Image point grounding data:
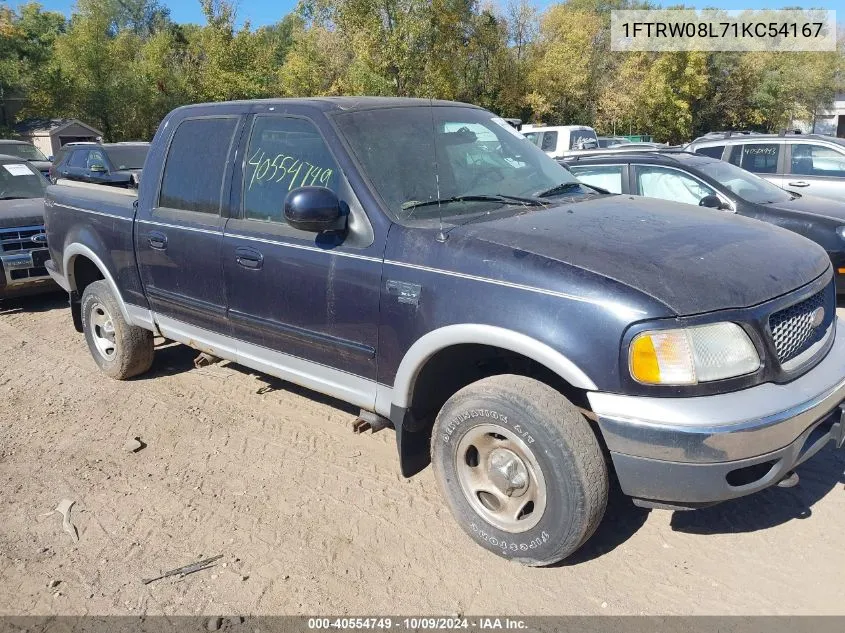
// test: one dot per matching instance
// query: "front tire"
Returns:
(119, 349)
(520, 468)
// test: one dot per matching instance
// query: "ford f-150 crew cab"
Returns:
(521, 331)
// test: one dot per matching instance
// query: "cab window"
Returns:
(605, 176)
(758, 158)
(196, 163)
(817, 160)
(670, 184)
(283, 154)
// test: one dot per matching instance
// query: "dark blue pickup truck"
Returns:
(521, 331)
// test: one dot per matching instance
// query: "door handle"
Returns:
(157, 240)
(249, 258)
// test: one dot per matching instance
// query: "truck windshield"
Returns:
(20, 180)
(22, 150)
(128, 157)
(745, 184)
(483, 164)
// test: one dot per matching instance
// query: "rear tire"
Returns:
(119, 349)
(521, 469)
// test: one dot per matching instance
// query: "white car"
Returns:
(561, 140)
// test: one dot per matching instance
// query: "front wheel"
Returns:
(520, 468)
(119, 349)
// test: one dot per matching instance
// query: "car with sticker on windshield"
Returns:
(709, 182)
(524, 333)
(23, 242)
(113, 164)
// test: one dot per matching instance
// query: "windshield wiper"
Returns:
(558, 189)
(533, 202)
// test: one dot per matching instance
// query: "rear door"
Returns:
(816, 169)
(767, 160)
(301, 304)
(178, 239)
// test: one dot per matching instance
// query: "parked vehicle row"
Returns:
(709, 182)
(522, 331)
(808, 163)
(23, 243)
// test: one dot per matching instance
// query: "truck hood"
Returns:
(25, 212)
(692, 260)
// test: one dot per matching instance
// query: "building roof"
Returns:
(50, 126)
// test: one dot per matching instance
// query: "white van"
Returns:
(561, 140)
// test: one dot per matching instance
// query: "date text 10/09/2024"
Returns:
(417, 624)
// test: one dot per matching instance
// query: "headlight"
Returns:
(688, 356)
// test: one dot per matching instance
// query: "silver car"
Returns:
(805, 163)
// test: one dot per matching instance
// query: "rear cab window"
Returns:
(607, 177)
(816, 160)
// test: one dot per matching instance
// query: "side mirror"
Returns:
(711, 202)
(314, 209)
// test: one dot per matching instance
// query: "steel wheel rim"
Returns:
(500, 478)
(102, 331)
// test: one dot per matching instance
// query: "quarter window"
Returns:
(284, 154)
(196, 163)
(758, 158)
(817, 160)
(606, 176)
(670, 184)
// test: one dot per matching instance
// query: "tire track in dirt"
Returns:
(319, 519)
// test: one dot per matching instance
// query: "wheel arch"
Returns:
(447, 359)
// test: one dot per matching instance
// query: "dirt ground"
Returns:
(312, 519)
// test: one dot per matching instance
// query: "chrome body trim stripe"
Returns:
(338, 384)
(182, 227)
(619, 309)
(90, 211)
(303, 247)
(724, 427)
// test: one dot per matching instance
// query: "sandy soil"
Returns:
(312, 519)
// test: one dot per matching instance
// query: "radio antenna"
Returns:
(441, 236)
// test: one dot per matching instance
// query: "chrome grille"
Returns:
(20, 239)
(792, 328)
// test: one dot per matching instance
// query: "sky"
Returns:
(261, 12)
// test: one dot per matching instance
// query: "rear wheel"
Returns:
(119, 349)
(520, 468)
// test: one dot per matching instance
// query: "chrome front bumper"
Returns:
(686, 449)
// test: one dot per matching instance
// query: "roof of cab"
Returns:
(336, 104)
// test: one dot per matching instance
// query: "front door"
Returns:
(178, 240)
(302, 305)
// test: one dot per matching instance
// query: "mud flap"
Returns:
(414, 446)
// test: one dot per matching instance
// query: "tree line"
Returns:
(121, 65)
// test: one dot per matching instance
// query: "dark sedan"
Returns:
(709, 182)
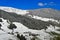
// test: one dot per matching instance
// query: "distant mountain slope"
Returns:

**TASK PROMPT**
Go line by line through the data, copying each one that contains the word "dirt".

**EXERCISE RESULT**
// query: "tire track in dirt"
// query: "dirt ground"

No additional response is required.